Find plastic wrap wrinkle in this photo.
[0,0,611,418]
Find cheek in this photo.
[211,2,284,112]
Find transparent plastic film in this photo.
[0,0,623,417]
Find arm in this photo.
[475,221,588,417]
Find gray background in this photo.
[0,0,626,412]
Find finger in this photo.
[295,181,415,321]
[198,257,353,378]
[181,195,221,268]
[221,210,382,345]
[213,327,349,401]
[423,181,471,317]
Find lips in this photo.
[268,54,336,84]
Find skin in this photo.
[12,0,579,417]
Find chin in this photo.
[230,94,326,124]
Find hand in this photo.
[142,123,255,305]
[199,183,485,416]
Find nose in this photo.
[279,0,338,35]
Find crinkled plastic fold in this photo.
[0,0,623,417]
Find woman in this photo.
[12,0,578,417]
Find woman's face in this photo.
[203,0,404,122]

--*--

→ **Written task**
Reproduce each of the items above verbatim, without any changes.

→ **Result for this task**
Find plastic wrap wrinkle in this photo.
[0,0,611,418]
Find cheek in this photo.
[211,2,284,112]
Find transparent plastic film in this photo.
[0,0,623,417]
Find arm in this photo.
[475,221,588,417]
Find gray background in this photo.
[0,0,626,412]
Find finger in this photo.
[295,181,415,321]
[198,257,353,378]
[181,195,221,268]
[221,210,382,345]
[213,327,349,401]
[423,181,471,317]
Find lips in this photo.
[268,54,336,84]
Find skin in this photo.
[12,0,579,417]
Find chin in this photo.
[230,94,326,124]
Find hand in this photo.
[142,123,255,305]
[199,183,485,416]
Find nose in this photo.
[279,0,338,35]
Find crinkled plastic fold in this photo.
[0,0,623,417]
Find woman in this photo.
[12,0,578,417]
Find woman's face in this photo.
[203,0,404,122]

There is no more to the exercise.